* **INPUT RECORDS**:
┄┄┄┄┄┄┄┄┄┄┄┄┄┄┄┄┄┄┄┄

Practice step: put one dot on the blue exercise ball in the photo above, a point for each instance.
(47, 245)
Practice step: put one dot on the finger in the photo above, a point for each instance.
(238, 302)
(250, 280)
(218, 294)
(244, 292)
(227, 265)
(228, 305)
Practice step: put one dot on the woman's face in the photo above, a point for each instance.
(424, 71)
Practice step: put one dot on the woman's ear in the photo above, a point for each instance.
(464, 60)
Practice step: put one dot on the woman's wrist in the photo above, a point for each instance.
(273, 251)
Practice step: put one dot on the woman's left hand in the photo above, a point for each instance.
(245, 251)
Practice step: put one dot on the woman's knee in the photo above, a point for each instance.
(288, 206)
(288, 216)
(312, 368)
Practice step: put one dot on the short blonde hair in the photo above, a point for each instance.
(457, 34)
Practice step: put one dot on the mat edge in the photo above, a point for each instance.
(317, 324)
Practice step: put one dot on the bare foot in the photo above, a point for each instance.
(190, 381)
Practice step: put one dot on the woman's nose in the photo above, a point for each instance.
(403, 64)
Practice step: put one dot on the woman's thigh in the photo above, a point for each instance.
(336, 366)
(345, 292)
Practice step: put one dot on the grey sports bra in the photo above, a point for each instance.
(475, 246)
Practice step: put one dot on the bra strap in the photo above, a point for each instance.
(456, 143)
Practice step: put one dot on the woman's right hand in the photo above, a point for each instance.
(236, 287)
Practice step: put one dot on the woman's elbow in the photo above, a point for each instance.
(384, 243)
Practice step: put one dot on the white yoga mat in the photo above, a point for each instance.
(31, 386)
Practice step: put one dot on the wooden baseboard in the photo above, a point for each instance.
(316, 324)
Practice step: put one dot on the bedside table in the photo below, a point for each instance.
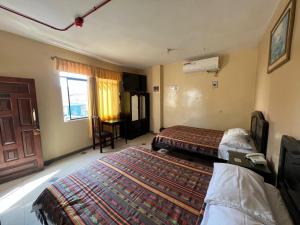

┄┄┄┄┄┄┄┄┄┄┄┄┄┄┄┄┄┄┄┄

* **PROBLEM REQUIREMENTS**: Reproduce, without alteration, the stretch of the items from the line containing "Practice step: put one dot on the white" through the end of the items, omitting any pictures from your answer.

* **THE SOLUTION**:
Practice step: put one dot on the white yoga mat in the photo above, a point for each instance.
(31, 386)
Practice step: put one dot on the wooden baseboard in the photo above, a point for each instance.
(316, 324)
Practice step: put one dot on the bedside table in the photo below, a point for each instance.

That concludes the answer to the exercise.